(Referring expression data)
- Opening Delimiter -
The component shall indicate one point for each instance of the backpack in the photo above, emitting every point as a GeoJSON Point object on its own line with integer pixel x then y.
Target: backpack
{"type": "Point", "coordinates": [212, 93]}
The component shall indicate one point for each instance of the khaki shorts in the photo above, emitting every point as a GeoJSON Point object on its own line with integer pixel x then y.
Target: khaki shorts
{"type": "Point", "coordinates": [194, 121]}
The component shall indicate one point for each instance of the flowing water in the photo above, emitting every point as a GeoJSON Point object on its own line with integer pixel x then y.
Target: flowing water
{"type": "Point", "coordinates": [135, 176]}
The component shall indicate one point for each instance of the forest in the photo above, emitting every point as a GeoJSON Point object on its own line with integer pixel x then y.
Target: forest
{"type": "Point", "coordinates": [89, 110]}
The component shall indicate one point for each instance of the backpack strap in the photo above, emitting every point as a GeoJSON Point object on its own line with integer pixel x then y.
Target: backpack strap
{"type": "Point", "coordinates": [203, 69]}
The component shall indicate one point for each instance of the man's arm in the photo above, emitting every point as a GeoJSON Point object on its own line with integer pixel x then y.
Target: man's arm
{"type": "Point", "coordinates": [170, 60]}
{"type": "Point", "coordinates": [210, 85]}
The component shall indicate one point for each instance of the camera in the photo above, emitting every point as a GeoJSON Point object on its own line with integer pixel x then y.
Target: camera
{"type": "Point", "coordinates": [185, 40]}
- Closing Delimiter -
Produce an exact repeat of the lines from the one containing "of the flowing" through the last line of the data, and nothing more.

The component shall indicate one point for each instance of the flowing water in the photo above, emitting every point as a GeoJSON Point object on its own line with integer pixel x then y.
Target: flowing water
{"type": "Point", "coordinates": [135, 176]}
The component shall indicate one point for each instance of the forest in the photo above, emitting every point as a GeoJSON Point object on its own line with integer pixel x then y.
Target: forest
{"type": "Point", "coordinates": [89, 110]}
The component shall indicate one point for each instance of the backpack strap in the photo above, emitting every point as a GeoJSON Point object on its own line with integer pixel x then y.
Target: backpack strap
{"type": "Point", "coordinates": [203, 69]}
The component shall indicate one point for each instance of the man's arm in the photo above, emitting every point as a GeoJSON Point object on its own line with integer pixel x then y.
Target: man's arm
{"type": "Point", "coordinates": [170, 60]}
{"type": "Point", "coordinates": [210, 85]}
The component shall indicate one point for each instance of the camera in the photo above, emitting every point as a GeoJSON Point object on its own line with integer pixel x then y.
Target: camera
{"type": "Point", "coordinates": [185, 40]}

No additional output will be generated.